When we weren't looking, some sex occurred in the classroom. Maybe a stray bee wandered in the classroom, may some grains of pollen got knocked loose when I moved the tray, but Jaleesa's plant grew a bean pod.

CO2 + H2O + sunlight = food

I asked Jaleesa if she wanted to eat her bean.
Yechhhh!
I reminded the class their breath provided a good portion of the carbon dioxide now transformed into sugars in the plant.

"Anybody else want it?"
You really gonna eat it Dr. D?
Water and breath, water and breath, water and breath.

"If no one else wants it, I will"
And I did.

The class was stunned, as though I was eating their breath.
And in a way I was.

I keep religion out of my classroom, but at that moment, Holy Communion came to mind. I kept silent, except for my happy munching.

- _RECORDS PROVIDED_:
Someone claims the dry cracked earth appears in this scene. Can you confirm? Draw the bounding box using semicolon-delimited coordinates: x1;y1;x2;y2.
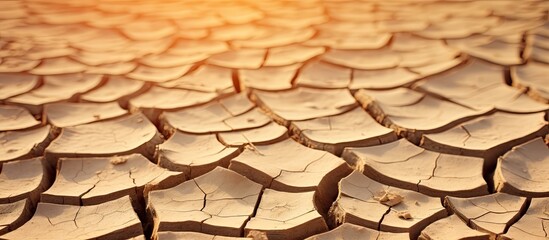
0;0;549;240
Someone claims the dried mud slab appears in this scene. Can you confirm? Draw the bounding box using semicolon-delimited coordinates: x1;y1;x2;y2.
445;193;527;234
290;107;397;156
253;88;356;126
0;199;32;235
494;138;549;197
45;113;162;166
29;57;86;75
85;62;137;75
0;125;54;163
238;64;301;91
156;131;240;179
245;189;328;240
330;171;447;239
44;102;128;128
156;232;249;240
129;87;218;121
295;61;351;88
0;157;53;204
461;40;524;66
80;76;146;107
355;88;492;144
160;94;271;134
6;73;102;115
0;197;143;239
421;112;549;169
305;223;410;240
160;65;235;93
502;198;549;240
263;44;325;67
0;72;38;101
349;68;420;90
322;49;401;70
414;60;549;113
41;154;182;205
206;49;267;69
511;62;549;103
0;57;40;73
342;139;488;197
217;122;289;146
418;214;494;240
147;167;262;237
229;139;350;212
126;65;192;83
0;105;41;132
* * *
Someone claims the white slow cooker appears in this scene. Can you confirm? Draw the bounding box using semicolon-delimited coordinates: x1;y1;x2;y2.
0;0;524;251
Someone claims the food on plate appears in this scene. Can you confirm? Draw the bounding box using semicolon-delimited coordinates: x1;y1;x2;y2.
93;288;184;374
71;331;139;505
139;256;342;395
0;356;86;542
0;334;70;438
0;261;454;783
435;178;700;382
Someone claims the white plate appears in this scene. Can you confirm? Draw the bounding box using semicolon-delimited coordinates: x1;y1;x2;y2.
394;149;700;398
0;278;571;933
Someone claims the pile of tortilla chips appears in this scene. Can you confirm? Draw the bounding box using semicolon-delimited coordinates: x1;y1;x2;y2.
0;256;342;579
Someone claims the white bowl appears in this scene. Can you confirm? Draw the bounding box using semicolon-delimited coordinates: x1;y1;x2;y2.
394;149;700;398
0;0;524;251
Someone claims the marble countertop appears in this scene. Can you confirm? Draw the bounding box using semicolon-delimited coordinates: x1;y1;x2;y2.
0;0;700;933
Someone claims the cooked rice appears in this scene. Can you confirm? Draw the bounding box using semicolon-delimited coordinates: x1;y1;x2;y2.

- _CHALLENGES_:
1. Decide whether each statement agrees with the passage about the bean pod, answering yes or no and quoting the deciding words from the passage: (a) The narrator ate the bean. (b) The narrator spoke to the class about Holy Communion. (c) The narrator reminded the class that their breath supplied carbon dioxide to the plant.
2. Duplicate, word for word, the part of the passage about the bean pod that opens with the words containing "I reminded the" and closes with "eating their breath.".
Rely solely on the passage about the bean pod when answering.

- _SOLUTIONS TO THE EXERCISE_:
1.
(a) Yes: "And I did."
(b) No: "I kept silent, except for my happy munching."
(c) Yes: "I reminded the class their breath provided a good portion of the carbon dioxide now transformed into sugars in the plant."

2.
I reminded the class their breath provided a good portion of the carbon dioxide now transformed into sugars in the plant.

"Anybody else want it?"
You really gonna eat it Dr. D?
Water and breath, water and breath, water and breath.

"If no one else wants it, I will"
And I did.

The class was stunned, as though I was eating their breath.